Selected extract:
+===+

It’s no secret that the progress of televisions — in terms of the tech they are based on — had slowed down considerably during the last few years: OLEDs kept their perfect blacks and contrast while gaining some brightness, LED/LCDs kept their high brightness while becoming better at controlling backlight and… well, that was about it. Small steps forward for either display tech were made every year, yes, as well as improvements in picture processing and sound, but nothing truly new. And then talk about QD-OLED screens started making the rounds, the first QD-OLED TVs were announced by Sony, Samsung took everyone by surprise bringing their own models to market first, Sony closely followed… and now there is this third type of television available to consumers. At long last, progress. Something new.
The Sony A95K is definitely the most promising QD-OLED TV in the market right now, as well as the most talked-about model for the better part of 2022. Having lived with one for 3 weeks, yours truly can finally answer the obvious question: has Sony managed to accomplish the impossible? That is, offer a top tech product that lives up to its crazy hype?
The company actually has. The A95K does live up to the hype, but that does not mean it is for everyone. Read on.

+===+

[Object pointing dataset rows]

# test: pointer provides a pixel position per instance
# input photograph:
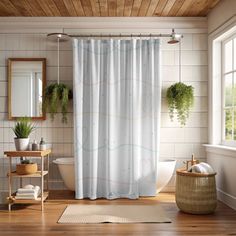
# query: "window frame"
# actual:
(232, 37)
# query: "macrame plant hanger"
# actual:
(58, 37)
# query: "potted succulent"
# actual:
(26, 167)
(23, 128)
(180, 98)
(57, 95)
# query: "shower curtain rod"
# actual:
(118, 35)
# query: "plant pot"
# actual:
(21, 144)
(26, 169)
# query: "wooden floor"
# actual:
(30, 221)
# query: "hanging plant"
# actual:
(57, 96)
(180, 99)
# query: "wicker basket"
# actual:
(195, 192)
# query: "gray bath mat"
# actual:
(91, 214)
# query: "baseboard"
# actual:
(168, 189)
(226, 198)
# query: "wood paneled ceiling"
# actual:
(106, 7)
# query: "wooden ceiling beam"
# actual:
(175, 8)
(104, 8)
(167, 8)
(160, 6)
(78, 7)
(95, 7)
(22, 7)
(8, 9)
(152, 7)
(70, 7)
(120, 7)
(128, 7)
(144, 7)
(112, 7)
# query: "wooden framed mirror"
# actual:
(26, 84)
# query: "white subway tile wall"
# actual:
(176, 142)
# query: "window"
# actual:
(229, 90)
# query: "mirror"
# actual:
(26, 83)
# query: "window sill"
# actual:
(221, 149)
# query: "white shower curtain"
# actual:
(116, 117)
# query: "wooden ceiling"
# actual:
(106, 7)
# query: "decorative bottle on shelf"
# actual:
(35, 146)
(42, 145)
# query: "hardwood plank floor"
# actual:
(29, 220)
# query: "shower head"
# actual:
(174, 38)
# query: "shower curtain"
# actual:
(116, 117)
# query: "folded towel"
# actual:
(26, 197)
(201, 168)
(27, 190)
(27, 193)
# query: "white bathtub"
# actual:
(66, 168)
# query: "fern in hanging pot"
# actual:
(57, 97)
(180, 98)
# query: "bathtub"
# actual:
(66, 168)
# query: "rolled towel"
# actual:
(207, 167)
(201, 168)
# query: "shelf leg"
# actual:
(42, 182)
(9, 182)
(9, 206)
(48, 172)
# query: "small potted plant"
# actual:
(26, 167)
(22, 130)
(180, 99)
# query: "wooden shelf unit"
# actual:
(29, 201)
(39, 174)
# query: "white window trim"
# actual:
(215, 81)
(232, 36)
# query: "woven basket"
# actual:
(195, 192)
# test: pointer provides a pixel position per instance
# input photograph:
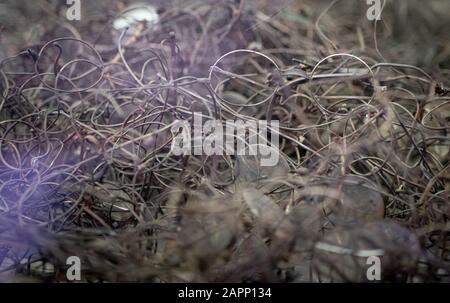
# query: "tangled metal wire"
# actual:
(86, 167)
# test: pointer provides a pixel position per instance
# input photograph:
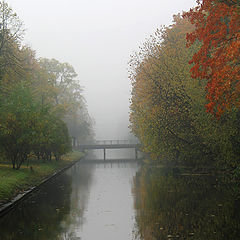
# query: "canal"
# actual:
(125, 201)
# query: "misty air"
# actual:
(119, 120)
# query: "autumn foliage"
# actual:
(217, 27)
(168, 106)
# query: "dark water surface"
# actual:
(89, 201)
(175, 205)
(123, 201)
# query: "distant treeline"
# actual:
(185, 88)
(41, 102)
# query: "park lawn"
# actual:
(13, 181)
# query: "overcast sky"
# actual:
(97, 38)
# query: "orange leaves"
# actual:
(217, 28)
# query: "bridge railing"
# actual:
(110, 142)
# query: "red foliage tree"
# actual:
(217, 27)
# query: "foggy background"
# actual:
(97, 38)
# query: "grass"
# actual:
(13, 181)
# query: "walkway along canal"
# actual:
(121, 200)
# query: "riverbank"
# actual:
(14, 182)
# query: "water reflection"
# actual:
(174, 206)
(89, 201)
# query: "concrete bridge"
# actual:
(109, 144)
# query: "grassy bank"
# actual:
(13, 182)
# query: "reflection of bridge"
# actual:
(109, 144)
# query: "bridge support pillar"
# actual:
(104, 153)
(136, 153)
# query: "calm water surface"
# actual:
(123, 201)
(89, 201)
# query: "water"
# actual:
(124, 201)
(175, 205)
(89, 201)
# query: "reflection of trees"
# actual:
(51, 213)
(81, 181)
(185, 207)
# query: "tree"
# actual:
(217, 28)
(11, 32)
(19, 115)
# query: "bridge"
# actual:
(108, 144)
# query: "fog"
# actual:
(97, 39)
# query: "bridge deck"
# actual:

+===+

Given problem 1: Can you extract every line of the rows above that contains the word "foliage", matching its case exactly?
Given problem 2: Could you write what follows the last sentence of the Sony A95K TV review?

Written reply 1:
# query: "autumn foliage"
# query: "red foliage tree"

Written reply 2:
Design, ports, sound: a lot to like, some room for complaint
Sony has offered some of the most beautiful OLED TVs out there: they may not be the thinnest available, but they are stylish, extremely well-built and let the distinctive Bravia personality shine through every time. You can’t mistake them for other OLEDs. The A95K is no exception, but this year Sony chose to go for an unusual design that ended up being controversial: this model’s stand allows for positioning in front of the panel (so as to have the TV set on furniture but flush against the wall) or at the back of it (where it’s perfectly concealed) at a slight angle reminiscent of the company’s very first OLED TV, the A1. Thin bezels and a matte black finish complete the modern look of an extremely attractive TV.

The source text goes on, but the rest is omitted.